_文書抜粋_
== == ==

近年、エコキュート(関西電力株式会社の登録商標)の愛称で知られる自然冷媒ヒートポンプ給湯機は、貯湯式で割安な深夜電力を使用するため、従来の燃焼型給湯器に比べてランニングコストが低く、また代替フロンより格段に温暖化係数の小さい二酸化炭素を冷媒とするため、環境負荷が小さい等の特徴を備え、業務用、家庭用として普及が進んでいる。
一般に、給湯器等の熱交換器では、管の内部に加熱した水を流して使用する。実際の管内部に流れる水である地下水や上水には、カルシウムイオン(Ca2+)や炭酸水素イオン(HCO3 -)が微量含まれているため、熱交換器で水が加熱されると、下式の反応により炭酸カルシウム(CaCO3)が生成し、この炭酸カルシウムがスケールとして管内壁に付着することが知られている。管の材料としては銅または銅合金が熱伝導に優れている点で好適であるが、銅または銅合金の酸化皮膜として存在するCu2Oは正に帯電しているため、負に帯電している炭酸カルシウムが付着し易いという問題がある。
Ca2++2HCO3 -→Ca(HCO3)2→CO2+H2O+CaCO3
Ca2++2HCO3 -→Ca(HCO3)2→CO2+H2O+CaCO3
また、この反応は高温になるほど進行する。特に、自然冷媒ヒートポンプ給湯機は、タンクでの貯湯の必要上、出湯温度が約90℃で、燃焼型給湯器の約60℃よりも高温であり、炭酸カルシウムがより生成し易い環境となっている。熱交換器の長期間の使用で管へのスケールの付着が多くなると、圧力損失が増加したり、管の閉塞が発生する虞がある。このため、現状では、熱交換効率よりも流路の確保を優先させた設計の管が採用されている。
例えば、特許文献1には、スケールの付着し易い高温の水が流れる出口部分の配管の口径を大きくしたヒートポンプ給湯機が開示されている。また、特許文献2には、内面に螺旋状の突条を形成したコルゲート管を用いて、水流の撹拌により付着したスケールを破砕し、かつ熱交換効率を向上させた給湯用熱交換器が開示されている。また、特許文献3には、管内に形状記憶合金からなる螺旋状線材を備えて、この線材が、水温が上昇すると管内を摺動して付着したスケールを剥離させる熱交換器が開示されている。

== == ==

_抽出情報_
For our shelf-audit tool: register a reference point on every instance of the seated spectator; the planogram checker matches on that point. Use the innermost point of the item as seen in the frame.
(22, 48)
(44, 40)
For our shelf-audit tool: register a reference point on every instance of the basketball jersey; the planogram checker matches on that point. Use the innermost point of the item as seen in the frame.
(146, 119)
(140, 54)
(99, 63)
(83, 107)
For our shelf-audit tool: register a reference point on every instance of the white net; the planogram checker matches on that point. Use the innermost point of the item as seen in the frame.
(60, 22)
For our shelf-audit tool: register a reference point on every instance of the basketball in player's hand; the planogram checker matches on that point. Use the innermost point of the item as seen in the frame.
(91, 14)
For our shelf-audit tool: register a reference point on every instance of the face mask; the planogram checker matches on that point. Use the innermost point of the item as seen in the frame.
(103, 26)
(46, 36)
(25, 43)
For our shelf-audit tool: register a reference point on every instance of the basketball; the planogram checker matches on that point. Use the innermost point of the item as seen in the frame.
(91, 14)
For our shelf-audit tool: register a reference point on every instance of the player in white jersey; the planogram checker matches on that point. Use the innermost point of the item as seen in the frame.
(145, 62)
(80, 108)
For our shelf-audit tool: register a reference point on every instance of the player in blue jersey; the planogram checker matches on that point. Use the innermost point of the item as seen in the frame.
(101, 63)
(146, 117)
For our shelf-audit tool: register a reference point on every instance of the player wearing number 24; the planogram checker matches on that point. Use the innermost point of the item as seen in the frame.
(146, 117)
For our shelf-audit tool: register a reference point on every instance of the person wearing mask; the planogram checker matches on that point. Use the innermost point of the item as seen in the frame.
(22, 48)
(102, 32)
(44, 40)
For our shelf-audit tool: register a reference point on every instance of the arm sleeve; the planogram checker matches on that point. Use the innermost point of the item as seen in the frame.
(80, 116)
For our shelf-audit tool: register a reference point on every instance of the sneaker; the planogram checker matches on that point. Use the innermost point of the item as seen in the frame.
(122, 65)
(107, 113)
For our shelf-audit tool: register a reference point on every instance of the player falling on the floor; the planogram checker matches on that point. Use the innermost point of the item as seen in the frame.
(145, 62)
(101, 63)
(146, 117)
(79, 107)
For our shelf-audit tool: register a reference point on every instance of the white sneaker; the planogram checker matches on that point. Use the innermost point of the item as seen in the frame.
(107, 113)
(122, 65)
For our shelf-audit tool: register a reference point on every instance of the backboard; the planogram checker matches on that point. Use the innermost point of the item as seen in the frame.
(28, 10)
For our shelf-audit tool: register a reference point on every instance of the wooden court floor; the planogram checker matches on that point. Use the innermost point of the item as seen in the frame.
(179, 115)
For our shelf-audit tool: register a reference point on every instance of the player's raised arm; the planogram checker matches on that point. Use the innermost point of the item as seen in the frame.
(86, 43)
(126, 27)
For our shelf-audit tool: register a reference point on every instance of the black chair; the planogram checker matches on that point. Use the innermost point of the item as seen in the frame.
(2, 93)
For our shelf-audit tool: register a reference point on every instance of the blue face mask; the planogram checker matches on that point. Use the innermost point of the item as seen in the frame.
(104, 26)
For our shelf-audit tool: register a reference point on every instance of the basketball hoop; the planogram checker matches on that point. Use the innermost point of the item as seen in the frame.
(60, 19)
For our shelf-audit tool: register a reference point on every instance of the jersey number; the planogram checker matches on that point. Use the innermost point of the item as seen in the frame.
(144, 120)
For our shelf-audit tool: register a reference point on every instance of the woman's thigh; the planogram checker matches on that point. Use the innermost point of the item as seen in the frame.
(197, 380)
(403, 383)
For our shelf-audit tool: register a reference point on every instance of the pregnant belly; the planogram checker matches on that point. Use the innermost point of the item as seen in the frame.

== == ==

_作業 1_
文書抜粋によると、自然冷媒ヒートポンプ給湯機の出湯温度は約何℃か。
_作業 2_
エントリのうち文字列「face」を含む行を数え、その数だけを示せ。大文字と小文字は区別する。
エントリの内容は文書抜粋とは無関係である。

_解答 1_
約90℃である。

_解答 2_
2